(TO DO): Pull out each line of the data that contains the word "leaf".

>> START DATA LISTING

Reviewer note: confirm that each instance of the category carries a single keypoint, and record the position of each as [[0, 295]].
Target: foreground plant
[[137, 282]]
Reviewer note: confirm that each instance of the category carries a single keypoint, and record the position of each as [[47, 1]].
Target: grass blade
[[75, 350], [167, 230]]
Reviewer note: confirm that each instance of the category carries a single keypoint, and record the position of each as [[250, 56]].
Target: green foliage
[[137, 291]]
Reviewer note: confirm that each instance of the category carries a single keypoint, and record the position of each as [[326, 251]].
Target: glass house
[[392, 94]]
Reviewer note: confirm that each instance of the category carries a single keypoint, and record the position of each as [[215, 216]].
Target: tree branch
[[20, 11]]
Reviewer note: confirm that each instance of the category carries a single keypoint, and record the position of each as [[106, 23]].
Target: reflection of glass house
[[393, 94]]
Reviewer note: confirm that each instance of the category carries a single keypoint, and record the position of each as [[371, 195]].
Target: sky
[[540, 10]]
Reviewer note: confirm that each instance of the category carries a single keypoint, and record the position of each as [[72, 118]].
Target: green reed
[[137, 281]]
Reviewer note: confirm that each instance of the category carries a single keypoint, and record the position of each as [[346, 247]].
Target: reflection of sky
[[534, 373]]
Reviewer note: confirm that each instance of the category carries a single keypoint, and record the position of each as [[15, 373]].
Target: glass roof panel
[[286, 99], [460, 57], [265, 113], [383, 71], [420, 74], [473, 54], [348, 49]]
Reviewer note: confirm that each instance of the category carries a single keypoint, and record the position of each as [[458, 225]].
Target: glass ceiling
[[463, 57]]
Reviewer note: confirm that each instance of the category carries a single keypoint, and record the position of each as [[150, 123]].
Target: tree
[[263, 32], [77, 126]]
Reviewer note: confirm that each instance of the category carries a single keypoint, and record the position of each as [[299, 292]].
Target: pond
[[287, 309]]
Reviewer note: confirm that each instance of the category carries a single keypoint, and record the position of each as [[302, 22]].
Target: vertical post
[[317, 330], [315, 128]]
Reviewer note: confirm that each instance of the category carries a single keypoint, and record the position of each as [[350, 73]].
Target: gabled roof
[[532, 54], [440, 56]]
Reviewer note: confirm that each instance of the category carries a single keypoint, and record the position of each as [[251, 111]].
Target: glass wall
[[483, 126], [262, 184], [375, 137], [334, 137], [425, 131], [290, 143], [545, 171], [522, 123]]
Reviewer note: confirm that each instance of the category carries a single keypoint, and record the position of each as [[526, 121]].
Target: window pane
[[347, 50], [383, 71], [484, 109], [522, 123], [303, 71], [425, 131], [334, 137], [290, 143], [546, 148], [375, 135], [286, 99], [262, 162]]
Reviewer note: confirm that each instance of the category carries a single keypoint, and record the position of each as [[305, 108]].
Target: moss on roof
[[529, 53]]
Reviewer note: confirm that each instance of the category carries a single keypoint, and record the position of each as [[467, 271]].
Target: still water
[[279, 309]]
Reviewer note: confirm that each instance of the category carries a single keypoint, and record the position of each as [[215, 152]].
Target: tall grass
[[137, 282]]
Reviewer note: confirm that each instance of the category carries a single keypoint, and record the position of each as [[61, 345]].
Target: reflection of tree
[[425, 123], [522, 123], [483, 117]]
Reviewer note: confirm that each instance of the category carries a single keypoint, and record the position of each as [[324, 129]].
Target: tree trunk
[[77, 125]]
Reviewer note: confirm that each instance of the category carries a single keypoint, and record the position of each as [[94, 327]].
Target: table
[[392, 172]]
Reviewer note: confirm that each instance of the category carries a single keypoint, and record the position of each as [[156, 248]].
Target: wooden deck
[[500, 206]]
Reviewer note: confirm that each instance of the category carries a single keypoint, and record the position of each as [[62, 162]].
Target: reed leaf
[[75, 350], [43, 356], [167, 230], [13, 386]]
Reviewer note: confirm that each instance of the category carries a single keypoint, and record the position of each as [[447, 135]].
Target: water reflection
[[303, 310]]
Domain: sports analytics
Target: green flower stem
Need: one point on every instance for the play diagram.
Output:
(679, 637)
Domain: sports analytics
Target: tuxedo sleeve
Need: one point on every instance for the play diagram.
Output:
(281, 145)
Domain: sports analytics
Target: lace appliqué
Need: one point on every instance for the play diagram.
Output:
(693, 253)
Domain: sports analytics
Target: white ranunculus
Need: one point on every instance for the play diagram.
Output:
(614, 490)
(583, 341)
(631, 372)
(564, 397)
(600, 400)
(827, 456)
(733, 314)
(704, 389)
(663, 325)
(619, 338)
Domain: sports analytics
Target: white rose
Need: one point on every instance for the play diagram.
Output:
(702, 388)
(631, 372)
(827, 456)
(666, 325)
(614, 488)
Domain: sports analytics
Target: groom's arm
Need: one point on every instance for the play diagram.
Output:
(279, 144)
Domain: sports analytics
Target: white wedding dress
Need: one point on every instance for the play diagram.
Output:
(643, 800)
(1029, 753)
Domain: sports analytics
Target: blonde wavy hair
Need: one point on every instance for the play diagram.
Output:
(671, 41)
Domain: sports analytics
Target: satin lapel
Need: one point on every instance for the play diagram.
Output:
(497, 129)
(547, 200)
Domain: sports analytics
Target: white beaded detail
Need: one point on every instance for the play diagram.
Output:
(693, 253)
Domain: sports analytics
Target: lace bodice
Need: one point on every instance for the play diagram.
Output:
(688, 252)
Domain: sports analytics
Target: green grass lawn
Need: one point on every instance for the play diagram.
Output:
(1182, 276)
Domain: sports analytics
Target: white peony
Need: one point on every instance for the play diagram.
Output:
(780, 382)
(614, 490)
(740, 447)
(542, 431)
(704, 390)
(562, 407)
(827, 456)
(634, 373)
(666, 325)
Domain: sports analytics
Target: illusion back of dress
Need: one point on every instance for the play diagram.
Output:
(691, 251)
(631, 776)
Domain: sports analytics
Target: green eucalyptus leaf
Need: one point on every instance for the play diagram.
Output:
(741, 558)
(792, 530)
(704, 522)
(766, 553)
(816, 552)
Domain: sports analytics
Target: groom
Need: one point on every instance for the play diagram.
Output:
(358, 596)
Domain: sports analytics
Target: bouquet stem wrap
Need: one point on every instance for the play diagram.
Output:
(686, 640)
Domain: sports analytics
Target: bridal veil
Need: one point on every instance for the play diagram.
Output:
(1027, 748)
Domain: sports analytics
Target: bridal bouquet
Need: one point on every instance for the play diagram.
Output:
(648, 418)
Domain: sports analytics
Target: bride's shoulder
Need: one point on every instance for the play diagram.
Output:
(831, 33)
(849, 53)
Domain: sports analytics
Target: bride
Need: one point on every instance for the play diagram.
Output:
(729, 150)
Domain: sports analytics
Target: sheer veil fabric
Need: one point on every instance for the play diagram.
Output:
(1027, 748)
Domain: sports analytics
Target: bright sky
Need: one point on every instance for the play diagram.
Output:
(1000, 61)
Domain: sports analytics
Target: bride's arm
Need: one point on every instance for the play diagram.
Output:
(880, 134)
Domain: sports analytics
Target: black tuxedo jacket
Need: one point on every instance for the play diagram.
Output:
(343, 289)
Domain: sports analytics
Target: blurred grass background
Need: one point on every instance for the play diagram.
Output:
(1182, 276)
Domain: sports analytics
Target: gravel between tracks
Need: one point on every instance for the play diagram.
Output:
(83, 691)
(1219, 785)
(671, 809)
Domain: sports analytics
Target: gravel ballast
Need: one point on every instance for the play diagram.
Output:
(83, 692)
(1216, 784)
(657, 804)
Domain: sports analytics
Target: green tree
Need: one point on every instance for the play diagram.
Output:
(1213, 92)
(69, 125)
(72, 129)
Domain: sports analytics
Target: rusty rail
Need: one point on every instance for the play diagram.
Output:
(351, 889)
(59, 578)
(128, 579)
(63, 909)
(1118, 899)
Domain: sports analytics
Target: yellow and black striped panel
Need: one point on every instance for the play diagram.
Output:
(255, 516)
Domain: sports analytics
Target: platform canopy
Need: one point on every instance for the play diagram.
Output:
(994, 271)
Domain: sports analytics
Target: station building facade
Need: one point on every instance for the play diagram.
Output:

>> END DATA LISTING

(EXERCISE RESPONSE):
Target: reed leaf
Target: green eucalyptus leaf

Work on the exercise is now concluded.